REQUIREMENT: Repeat the data verbatim.

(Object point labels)

== == ==

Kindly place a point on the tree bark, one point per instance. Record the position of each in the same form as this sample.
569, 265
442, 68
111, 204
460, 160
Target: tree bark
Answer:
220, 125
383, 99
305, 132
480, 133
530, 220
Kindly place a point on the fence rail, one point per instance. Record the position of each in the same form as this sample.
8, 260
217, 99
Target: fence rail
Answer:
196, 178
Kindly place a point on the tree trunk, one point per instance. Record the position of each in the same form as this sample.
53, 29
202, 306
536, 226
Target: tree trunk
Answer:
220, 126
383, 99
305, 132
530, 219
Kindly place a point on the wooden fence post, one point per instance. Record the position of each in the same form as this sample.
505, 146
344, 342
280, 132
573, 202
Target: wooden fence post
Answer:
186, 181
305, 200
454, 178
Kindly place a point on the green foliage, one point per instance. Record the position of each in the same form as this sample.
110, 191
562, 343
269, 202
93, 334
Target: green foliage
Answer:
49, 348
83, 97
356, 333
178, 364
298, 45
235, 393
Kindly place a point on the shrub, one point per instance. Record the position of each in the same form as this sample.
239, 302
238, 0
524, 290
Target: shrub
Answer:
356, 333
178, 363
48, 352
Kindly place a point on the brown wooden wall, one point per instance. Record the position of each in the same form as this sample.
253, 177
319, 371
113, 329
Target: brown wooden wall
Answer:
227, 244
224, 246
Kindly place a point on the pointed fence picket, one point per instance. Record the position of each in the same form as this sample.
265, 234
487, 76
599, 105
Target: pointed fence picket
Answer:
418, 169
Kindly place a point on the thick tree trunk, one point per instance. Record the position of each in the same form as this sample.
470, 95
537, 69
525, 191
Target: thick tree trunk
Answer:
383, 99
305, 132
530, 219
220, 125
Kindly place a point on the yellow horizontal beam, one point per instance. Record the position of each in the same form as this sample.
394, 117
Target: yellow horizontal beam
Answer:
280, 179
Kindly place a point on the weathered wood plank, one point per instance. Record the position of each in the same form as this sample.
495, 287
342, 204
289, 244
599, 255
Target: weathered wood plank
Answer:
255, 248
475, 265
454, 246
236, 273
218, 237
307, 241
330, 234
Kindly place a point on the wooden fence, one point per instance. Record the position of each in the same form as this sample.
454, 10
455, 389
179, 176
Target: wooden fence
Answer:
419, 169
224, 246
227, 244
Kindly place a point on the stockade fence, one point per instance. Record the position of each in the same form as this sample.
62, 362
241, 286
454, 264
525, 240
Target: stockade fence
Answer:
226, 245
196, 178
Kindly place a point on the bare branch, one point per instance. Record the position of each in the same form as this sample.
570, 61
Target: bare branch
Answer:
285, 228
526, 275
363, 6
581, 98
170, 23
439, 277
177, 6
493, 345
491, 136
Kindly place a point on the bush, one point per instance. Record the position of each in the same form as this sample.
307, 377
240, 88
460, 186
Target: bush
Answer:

== == ==

SOLVED EXERCISE:
Kindly place a point on the tree bark, one point per instance. Record the position of each in the same form as this sample.
569, 265
442, 68
111, 204
460, 160
Target: tree bark
Answer:
220, 125
383, 99
305, 132
480, 133
530, 220
Kindly place a point on the fence rail, one point per instance. Record the position of each in the same form as this sample.
8, 260
217, 99
Target: fence rail
Answer:
196, 178
Kindly place a point on the tree trunk, one point per instance. Record the position of each in the same form as this sample.
53, 29
202, 306
536, 226
Target: tree trunk
Answer:
220, 126
383, 99
305, 132
530, 219
Kindly place a point on the wooden fence post, one point per instance. Record the position of each in the same form as this sample.
505, 146
344, 342
280, 132
573, 202
Target: wooden fence post
Answer:
186, 181
305, 200
454, 178
Kindly place a point on the green foliage, one point per instance. Record the position of each in the same form as this sample.
110, 191
562, 343
269, 202
93, 334
Target: green foliage
Answer:
49, 348
83, 97
356, 333
178, 364
298, 45
235, 393
Kindly place a point on the shrub, one point per instance. Record the position of each in the same form as this sample.
239, 302
238, 0
524, 290
Target: shrub
Answer:
356, 333
178, 363
48, 352
Kindly place a point on the brown wooden wall, one point per instance. Record the position of each in the same form as this sample.
253, 177
319, 371
113, 329
Target: brown wooden wall
Answer:
227, 244
224, 246
Kindly place a point on the pointed fence picket, one point per instance. Record the position of each in the same form as this sample.
265, 234
487, 76
599, 105
Target: pointed fence picket
Answer:
418, 169
Kindly place a point on the thick tree trunk, one point per instance. Record the position of each in the same form as this sample.
470, 95
537, 69
525, 191
Target: thick tree trunk
Answer:
383, 99
305, 132
530, 219
220, 125
Kindly place a point on the yellow horizontal beam, one point per instance. Record the position of each in the same form as this sample.
394, 117
Target: yellow horizontal beam
Answer:
280, 179
Kindly place a point on the weathered wood plank, one point per instance. Record the position of each in the same form as this sample.
495, 287
342, 204
289, 244
599, 255
Target: weathered wood plank
Answer:
255, 248
475, 265
454, 246
236, 273
218, 237
307, 241
330, 234
Kindly place a point on the wooden fence, one point per instance. Record the position of each in the same form as this sample.
454, 10
455, 389
179, 176
Target: wooden fence
Answer:
419, 169
224, 246
227, 244
Kindly place a point on the stockade fence, one point per instance. Record the position of each in the same form as this sample.
62, 362
241, 286
454, 264
525, 240
Target: stockade fence
Answer:
226, 245
196, 178
Kindly place a point on the bare branch, one point per instance. Record the position of each in the same form as this sample.
570, 61
Target: bare branch
Answer:
285, 228
526, 275
363, 6
581, 98
170, 23
439, 277
177, 6
493, 345
491, 136
Kindly place a point on the bush, one point per instance. Record the position of each in the same form as this sample.
307, 377
240, 88
460, 186
Target: bush
Answer:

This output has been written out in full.